Excerpts from point annotation data
+ + + + +

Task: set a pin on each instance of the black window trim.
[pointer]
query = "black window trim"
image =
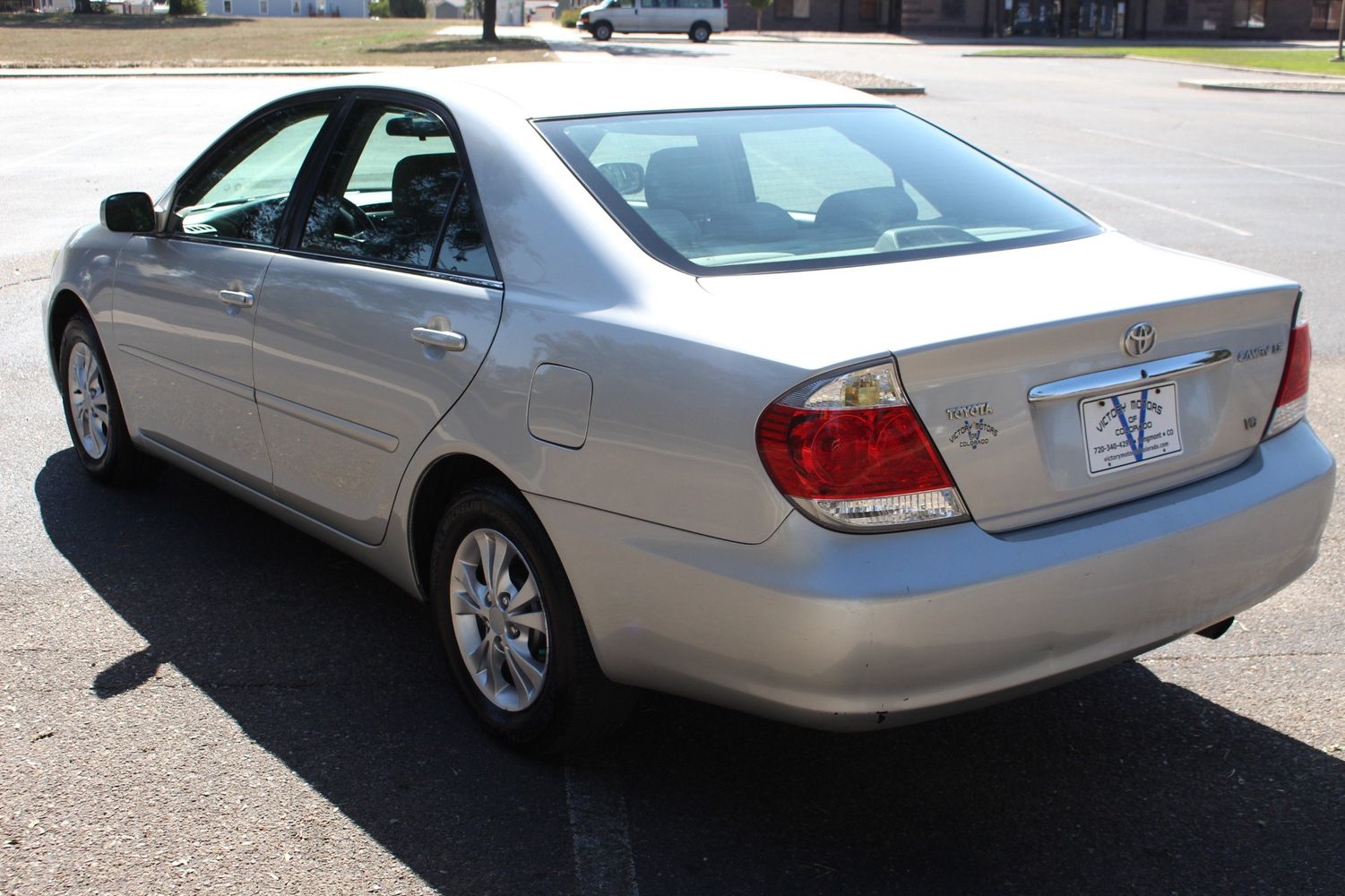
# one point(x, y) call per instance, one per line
point(289, 229)
point(340, 102)
point(290, 237)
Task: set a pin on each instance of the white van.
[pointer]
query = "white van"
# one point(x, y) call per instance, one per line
point(693, 18)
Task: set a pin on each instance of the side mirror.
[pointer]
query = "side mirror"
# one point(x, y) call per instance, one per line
point(128, 212)
point(627, 177)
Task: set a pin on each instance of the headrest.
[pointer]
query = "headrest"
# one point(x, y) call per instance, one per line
point(424, 185)
point(682, 177)
point(866, 211)
point(671, 227)
point(751, 222)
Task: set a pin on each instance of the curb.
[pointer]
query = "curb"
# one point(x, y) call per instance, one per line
point(913, 90)
point(1140, 58)
point(1250, 86)
point(279, 72)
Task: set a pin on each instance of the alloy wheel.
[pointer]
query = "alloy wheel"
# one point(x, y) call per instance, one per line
point(499, 619)
point(88, 396)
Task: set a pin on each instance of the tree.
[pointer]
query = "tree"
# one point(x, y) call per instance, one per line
point(488, 22)
point(1340, 38)
point(760, 7)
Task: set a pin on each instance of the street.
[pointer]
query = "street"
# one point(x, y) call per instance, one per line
point(194, 696)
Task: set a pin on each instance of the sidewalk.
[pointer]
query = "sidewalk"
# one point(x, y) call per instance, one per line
point(558, 37)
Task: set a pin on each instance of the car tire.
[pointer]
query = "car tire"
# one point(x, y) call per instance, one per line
point(528, 670)
point(93, 409)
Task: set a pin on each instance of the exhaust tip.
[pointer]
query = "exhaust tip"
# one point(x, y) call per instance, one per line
point(1218, 628)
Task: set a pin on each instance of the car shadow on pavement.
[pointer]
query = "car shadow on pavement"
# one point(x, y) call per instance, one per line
point(1114, 783)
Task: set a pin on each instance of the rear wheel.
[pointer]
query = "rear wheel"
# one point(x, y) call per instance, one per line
point(515, 642)
point(93, 409)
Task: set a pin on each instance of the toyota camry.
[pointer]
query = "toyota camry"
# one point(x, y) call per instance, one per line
point(733, 385)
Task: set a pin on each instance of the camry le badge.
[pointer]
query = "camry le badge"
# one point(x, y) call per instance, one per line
point(1138, 340)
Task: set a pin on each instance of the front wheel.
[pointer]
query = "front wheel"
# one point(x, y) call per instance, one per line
point(93, 409)
point(515, 642)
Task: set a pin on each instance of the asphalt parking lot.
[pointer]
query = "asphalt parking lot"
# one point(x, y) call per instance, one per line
point(194, 696)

+ + + + +

Reproduce the rows word for word from their very start through the line that contains "point(733, 385)", including that line, and leave the pictures out of your answer.

Task: set a pin on each instance of the black window trim.
[pointer]
query = "black window trim"
image =
# one point(x, y) call per instance, one per line
point(289, 229)
point(340, 102)
point(290, 237)
Task: set a pin on each instance of the white van.
[pointer]
query = "white van"
# one point(x, y) call per instance, one per line
point(693, 18)
Task: set a pin on each instance of the side mirror.
[pointer]
query = "side mirror"
# one point(x, y) call per instance, one per line
point(128, 212)
point(627, 177)
Task: set a pin on each instance of the headrest.
[pointer]
query = "headrest"
# one point(x, y) call per instance, one per line
point(424, 185)
point(682, 177)
point(866, 211)
point(671, 227)
point(751, 222)
Task: set a pin on each instance of the curb.
[pointer]
query = "curb"
# one point(x, y) call per instance, one per line
point(913, 90)
point(1140, 58)
point(1250, 86)
point(279, 72)
Task: set a pin on each instance of the alloy wheel.
[pointer]
query = "alloy wheel"
# one point(x, y) call per instance, one per line
point(499, 619)
point(88, 396)
Task: set a pin on each instance of the tree.
[pointer]
query = "tree"
# one point(x, y) call per instance, one per line
point(488, 22)
point(1340, 38)
point(760, 7)
Task: set a pin on each instance of the street.
[pointer]
query = "street"
# one point(x, y) call per instance, one per line
point(194, 696)
Task: set a pin on each instance of the sidewalk.
[pointer]
query = "sidewalk"
# one point(x, y) call per instance, one per line
point(558, 37)
Task: set a pin on each instance of the car tire.
[pointer]
query = "car tire"
# one point(x, y) call per instance, one per line
point(528, 670)
point(93, 409)
Task: set a pin on each instance of the exhaust tip.
[pointer]
query = "exhaust tip"
# one point(x, y) call per instance, one per line
point(1218, 628)
Task: set a pin on each instance of the car shadow on pavement.
[pointer]
query = "car shadow on pavement"
# one point(x, y) call per instance, one per line
point(1114, 783)
Task: set a pin on each instance of the rear wheel.
[pointer]
query = "rear wheel"
# one point(x, y) call per instance, one per line
point(515, 642)
point(93, 409)
Task: set a pin on each instance of the toyota camry.
[pointer]
query = "toyota camry"
# one point(x, y) call per instance, one per line
point(733, 385)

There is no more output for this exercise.